* BEGIN TEXT EXCERPT *

“Of Whom Shall I Be in Dread?”

“Of Whom Shall I Be in Dread?”

“Of Whom Shall I Be in Dread?”

“Though against me war should rise, even then I shall be trusting.”​—PS. 27:3.


Psalm 27:1

Psalm 27:4

Psalm 27:11

1. What will the 27th Psalm help us to understand?

WHY is our preaching activity on the increase despite worsening world conditions? Why do we give freely of our time and energy while many are experiencing economic reversals? How can we remain courageous when many others fear the future? An inspired song of King David, recorded in Psalm 27, gives us the answers.

2. What does the feeling of dread do to a person, but what confidence do we have?

2 David begins this psalm with the words: “Jehovah is my light and my salvation. Of whom shall I be in fear? Jehovah is the stronghold of my life. Of whom shall I be in dread?” (Ps. 27:1) While fear can exert a weakening influence, the feeling of dread is even more severe. But no underlying dread should agitate one who fears Jehovah. (1 Pet. 3:14) When we make Jehovah our stronghold, we “will reside in security and be undisturbed from dread of calamity.” (Prov. 1:33; 3:25) Why so?


3. In what sense is Jehovah our light, but what must we do?

3 The metaphor “Jehovah is my light” draws attention to the fact that Jehovah frees us from ignorance and spiritual darkness. (Ps. 27:1) A literal light may reveal a danger or an obstacle on our pathway, but it does not remove it. We must act wisely on what we see. In a similar way, Jehovah reveals to us the basic meaning of world events. He alerts us to the dangers of this system of things. He provides us with Bible principles that always work, but we must apply what we learn. When we do, we can act with more wisdom than either our enemies or our teachers.​—Ps. 119:98, 99, 130.

4. (a) Why could David say with conviction: “Jehovah is my . . . salvation”? (b) When especially will Jehovah become our salvation?

4 David’s words at Psalm 27:1 show that he must have recalled how Jehovah had delivered, or saved, him on previous occasions. For instance, Jehovah had delivered him “from the paw of the lion and from the paw of the bear.” Jehovah also gave him victory over the giant Goliath. Later, King Saul tried to pierce David with a spear, but each time Jehovah delivered him. (1 Sam. 17:37, 49, 50; 18:11, 12; 19:10) No wonder David could say with conviction: “Jehovah is my . . . salvation”! Jehovah will again become to his servants what he was to David​—a salvation. How? By delivering his worshippers through the coming “great tribulation.”​—Rev. 7:14; 2 Pet. 2:9.


5, 6. (a) What role does our memory play in our developing courage? (b) How does the record of Jehovah’s dealings with his servants fortify your courage?

* END TEXT EXCERPT *

» **TASK LIST**
1. In the article on Psalm 27, what does the metaphor "Jehovah is my light" draw attention to?
2. Reproduce the article on Psalm 27 word for word from "3 The metaphor" to "become our salvation?".

* BEGIN DATA EXTRACT *

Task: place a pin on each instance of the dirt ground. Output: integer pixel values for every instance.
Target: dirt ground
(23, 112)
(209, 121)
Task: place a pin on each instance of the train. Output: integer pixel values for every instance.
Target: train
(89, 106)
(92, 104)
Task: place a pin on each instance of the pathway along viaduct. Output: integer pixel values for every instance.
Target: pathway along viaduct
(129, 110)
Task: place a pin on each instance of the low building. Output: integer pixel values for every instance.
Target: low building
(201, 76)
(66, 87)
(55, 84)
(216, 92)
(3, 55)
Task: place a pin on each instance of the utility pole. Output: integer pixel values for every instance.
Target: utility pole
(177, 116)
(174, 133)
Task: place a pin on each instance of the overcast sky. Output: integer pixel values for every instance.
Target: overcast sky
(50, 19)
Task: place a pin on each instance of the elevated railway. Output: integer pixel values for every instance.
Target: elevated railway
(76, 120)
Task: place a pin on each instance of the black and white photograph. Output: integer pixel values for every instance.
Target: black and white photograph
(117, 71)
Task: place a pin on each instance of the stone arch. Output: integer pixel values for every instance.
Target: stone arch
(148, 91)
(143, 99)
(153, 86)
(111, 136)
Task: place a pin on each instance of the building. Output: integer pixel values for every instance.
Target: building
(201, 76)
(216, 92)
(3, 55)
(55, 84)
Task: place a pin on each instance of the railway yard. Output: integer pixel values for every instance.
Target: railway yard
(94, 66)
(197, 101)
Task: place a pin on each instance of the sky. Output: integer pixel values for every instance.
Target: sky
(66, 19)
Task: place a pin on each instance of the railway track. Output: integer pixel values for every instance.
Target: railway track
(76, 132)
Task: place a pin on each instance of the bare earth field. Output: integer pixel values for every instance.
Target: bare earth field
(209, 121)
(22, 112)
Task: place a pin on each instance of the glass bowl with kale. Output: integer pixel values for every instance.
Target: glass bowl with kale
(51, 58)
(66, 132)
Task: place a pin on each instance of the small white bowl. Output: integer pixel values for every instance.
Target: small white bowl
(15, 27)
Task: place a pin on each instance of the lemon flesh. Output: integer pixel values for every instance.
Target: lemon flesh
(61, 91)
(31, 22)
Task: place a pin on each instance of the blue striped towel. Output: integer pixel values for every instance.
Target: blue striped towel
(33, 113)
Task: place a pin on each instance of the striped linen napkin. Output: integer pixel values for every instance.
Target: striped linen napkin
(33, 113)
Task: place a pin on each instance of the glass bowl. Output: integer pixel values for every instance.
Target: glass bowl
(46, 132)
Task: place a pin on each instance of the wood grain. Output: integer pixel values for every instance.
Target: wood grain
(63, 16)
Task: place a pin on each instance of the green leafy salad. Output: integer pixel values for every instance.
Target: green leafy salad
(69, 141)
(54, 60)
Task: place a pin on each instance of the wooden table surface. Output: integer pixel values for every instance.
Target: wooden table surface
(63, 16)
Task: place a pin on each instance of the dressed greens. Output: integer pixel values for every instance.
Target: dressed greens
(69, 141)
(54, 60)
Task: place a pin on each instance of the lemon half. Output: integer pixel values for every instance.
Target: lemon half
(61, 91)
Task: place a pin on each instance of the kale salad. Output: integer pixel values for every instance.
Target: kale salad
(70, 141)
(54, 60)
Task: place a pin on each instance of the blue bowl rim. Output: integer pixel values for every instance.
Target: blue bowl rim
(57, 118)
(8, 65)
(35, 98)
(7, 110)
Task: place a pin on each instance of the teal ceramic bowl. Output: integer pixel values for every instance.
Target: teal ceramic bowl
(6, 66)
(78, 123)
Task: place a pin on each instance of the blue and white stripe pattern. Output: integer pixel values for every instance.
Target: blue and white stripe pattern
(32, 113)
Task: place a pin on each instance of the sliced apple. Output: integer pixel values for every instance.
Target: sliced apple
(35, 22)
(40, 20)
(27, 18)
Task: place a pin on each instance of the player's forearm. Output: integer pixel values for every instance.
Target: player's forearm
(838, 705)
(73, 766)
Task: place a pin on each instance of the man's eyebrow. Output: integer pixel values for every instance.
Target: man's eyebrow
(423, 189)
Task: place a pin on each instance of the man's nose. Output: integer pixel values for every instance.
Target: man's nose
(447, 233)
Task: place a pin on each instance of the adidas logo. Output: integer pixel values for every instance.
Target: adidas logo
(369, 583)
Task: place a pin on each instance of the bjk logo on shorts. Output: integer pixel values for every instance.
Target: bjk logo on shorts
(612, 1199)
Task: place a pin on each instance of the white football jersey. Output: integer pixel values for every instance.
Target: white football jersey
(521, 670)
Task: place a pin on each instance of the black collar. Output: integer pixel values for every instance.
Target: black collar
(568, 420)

* END DATA EXTRACT *

» **RESULTS FOR THE EXERCISE**
1. It draws attention to the fact that Jehovah frees us from ignorance and spiritual darkness.

2.
3 The metaphor “Jehovah is my light” draws attention to the fact that Jehovah frees us from ignorance and spiritual darkness. (Ps. 27:1) A literal light may reveal a danger or an obstacle on our pathway, but it does not remove it. We must act wisely on what we see. In a similar way, Jehovah reveals to us the basic meaning of world events. He alerts us to the dangers of this system of things. He provides us with Bible principles that always work, but we must apply what we learn. When we do, we can act with more wisdom than either our enemies or our teachers.​—Ps. 119:98, 99, 130.

4. (a) Why could David say with conviction: “Jehovah is my . . . salvation”? (b) When especially will Jehovah become our salvation?